• The exercise
Transcribe verbatim every line from the line containing "In this exercise you will mark every instance of the american" to the end of the entries, including both endpoints. Output nothing beyond those lines.

• Given records
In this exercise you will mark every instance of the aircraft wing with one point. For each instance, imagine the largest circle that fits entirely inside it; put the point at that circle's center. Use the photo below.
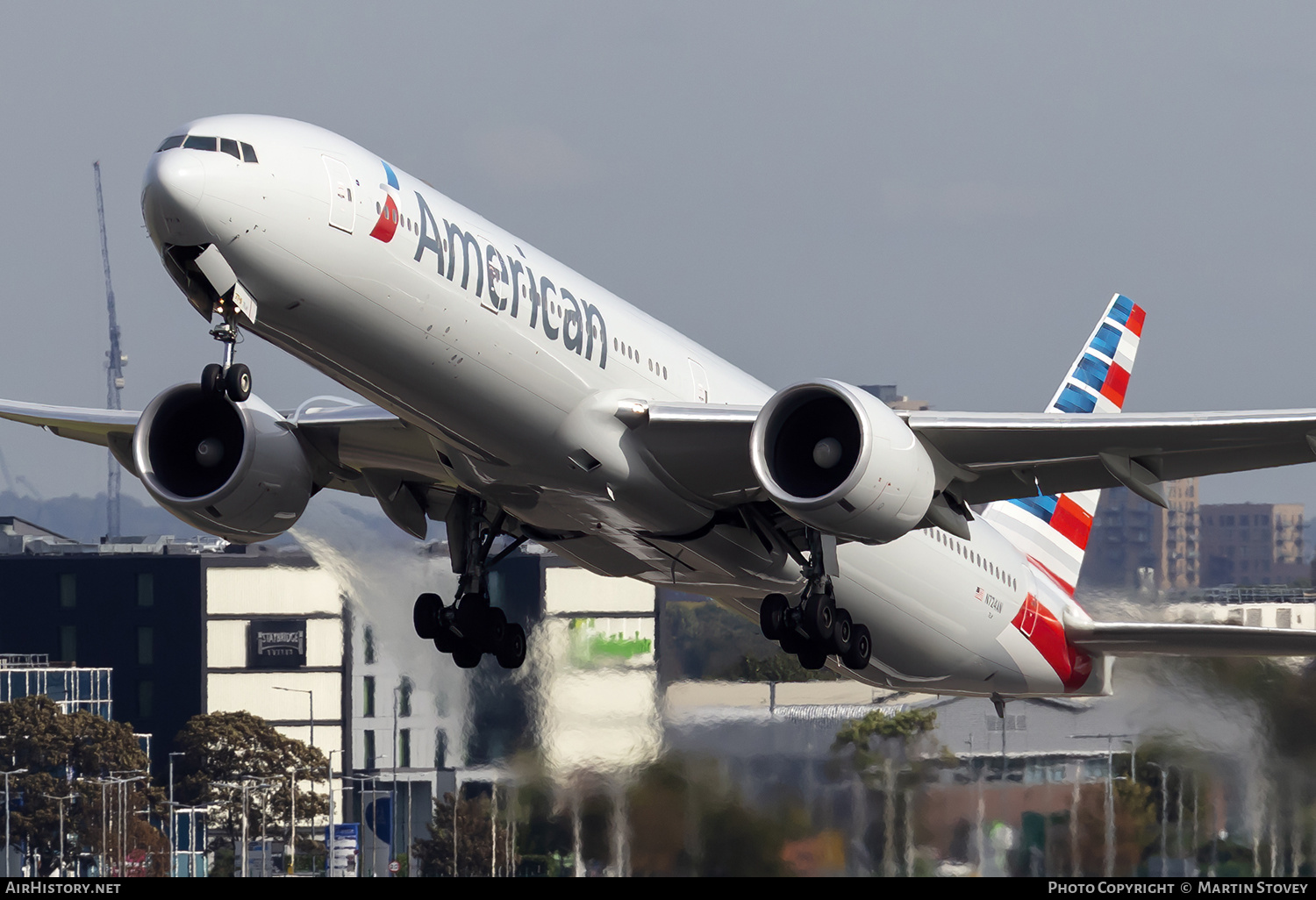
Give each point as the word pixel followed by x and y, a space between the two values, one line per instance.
pixel 363 449
pixel 89 425
pixel 1190 639
pixel 1007 455
pixel 984 457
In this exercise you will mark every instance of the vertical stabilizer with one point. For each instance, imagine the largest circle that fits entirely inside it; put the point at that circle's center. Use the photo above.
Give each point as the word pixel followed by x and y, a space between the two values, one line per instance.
pixel 1053 529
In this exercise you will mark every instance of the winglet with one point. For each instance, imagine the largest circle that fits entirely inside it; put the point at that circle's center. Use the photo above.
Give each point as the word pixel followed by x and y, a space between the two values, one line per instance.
pixel 1053 529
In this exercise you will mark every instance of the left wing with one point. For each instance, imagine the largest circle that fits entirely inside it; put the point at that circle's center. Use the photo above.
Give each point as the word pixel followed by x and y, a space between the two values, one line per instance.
pixel 365 449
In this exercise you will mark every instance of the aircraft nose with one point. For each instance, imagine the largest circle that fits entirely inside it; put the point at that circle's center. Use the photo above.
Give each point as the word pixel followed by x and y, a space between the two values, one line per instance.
pixel 171 191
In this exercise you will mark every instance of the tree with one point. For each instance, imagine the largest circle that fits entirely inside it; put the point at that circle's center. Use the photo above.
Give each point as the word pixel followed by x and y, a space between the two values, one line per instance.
pixel 434 854
pixel 70 755
pixel 224 750
pixel 883 746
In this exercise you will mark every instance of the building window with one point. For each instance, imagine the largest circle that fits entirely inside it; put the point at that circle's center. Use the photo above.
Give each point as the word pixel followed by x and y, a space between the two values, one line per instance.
pixel 368 746
pixel 404 696
pixel 440 749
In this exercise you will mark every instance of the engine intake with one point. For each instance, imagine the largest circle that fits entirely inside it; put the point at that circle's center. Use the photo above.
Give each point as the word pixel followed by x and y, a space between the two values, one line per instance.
pixel 839 460
pixel 233 470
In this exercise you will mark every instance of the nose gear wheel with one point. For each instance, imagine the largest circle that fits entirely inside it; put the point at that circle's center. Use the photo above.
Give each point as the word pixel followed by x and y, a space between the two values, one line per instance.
pixel 231 379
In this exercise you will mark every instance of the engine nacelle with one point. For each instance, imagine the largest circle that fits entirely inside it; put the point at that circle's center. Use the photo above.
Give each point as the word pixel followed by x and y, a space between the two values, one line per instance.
pixel 229 468
pixel 839 460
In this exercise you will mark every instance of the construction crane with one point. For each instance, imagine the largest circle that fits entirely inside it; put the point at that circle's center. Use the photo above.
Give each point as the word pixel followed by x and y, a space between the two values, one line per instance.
pixel 115 362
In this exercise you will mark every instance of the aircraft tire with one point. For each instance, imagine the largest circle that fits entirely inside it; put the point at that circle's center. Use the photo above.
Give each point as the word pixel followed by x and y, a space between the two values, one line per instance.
pixel 426 616
pixel 842 636
pixel 861 649
pixel 820 616
pixel 771 615
pixel 512 652
pixel 212 381
pixel 495 629
pixel 237 382
pixel 812 658
pixel 466 655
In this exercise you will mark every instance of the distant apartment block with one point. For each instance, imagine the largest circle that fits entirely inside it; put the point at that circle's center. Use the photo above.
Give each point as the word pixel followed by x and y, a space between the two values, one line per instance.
pixel 1136 545
pixel 1253 544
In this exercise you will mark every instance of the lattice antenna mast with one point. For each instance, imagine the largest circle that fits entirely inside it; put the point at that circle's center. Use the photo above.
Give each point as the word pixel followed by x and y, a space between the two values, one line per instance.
pixel 115 362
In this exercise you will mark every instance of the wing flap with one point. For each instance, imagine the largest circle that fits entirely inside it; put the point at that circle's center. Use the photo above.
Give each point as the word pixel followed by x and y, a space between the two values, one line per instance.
pixel 1190 639
pixel 702 447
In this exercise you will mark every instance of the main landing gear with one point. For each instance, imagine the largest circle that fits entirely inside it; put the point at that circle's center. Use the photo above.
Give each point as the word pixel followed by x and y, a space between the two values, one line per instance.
pixel 232 379
pixel 815 628
pixel 471 626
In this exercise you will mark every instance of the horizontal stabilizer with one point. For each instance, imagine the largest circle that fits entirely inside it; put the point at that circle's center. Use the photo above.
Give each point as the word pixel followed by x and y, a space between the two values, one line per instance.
pixel 1190 639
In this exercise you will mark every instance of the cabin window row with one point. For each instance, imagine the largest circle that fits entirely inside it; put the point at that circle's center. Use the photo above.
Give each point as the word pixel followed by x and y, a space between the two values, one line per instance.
pixel 633 355
pixel 976 558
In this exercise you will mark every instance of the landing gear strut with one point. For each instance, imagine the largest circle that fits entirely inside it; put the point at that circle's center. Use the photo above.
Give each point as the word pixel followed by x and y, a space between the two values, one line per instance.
pixel 471 626
pixel 815 628
pixel 232 379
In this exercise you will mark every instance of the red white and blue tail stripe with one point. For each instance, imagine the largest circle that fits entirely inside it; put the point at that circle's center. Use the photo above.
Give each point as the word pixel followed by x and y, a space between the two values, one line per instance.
pixel 1053 529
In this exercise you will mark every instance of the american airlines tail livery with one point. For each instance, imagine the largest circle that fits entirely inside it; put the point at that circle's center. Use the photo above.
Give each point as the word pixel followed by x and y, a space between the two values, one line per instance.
pixel 516 397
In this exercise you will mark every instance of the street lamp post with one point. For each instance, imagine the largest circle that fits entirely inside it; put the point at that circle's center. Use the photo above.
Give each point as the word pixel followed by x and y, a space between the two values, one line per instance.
pixel 7 839
pixel 173 818
pixel 329 834
pixel 62 833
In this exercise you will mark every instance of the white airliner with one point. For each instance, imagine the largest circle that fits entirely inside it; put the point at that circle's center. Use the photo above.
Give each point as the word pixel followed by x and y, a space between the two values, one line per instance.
pixel 516 397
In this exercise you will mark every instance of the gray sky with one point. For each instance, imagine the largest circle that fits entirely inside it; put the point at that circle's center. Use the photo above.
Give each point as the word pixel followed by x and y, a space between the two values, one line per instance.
pixel 939 195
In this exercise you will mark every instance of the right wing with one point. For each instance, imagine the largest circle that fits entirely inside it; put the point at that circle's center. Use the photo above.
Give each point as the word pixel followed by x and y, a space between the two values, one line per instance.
pixel 1189 639
pixel 984 457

• Problem solution
In this exercise you will mark every instance of the american airlines tail livery with one point. For each instance, imagine the largest circle that fits entirely inside it; put the point at that circle's center. Use the photo above.
Give each point as the word pixel followed by x and y, a space between the two values, one line per instance.
pixel 516 397
In this exercise you will mark every instance of the street lamp post with one point. For each instance, imagine the largest circle that fits entirely inside it; put the point at that circle's center. Use the photo above.
Give each point as the word pixel followed by x and y, a space between the two values, one line per instance.
pixel 7 839
pixel 173 818
pixel 329 834
pixel 62 833
In this exercise you will mark every instance of the white airliner with one point. For each instance, imagine the largest circle that fits entirely inside it; put the point at that circle's center. Use the photo above.
Give each point as the word pixel followed by x and y, a space between the two values, one line per instance.
pixel 516 397
In this exercise you will mark every instance of the gray sky with one point. For each instance, imagine the largest circle that fits entirely inside it; put the point at that circle's center. Use the photo above.
Give each point as the word pixel followed by x and y, a space between the two values, one line per instance.
pixel 939 195
In this exercise you will mark every instance of the right wing with one point. For each instance, imagine the largest circle that fits entirely inside it; put the point at that circle's center. Use the photo above.
Give each point as the word pixel followed by x and y, a space between the two values, one line per instance.
pixel 1189 639
pixel 984 457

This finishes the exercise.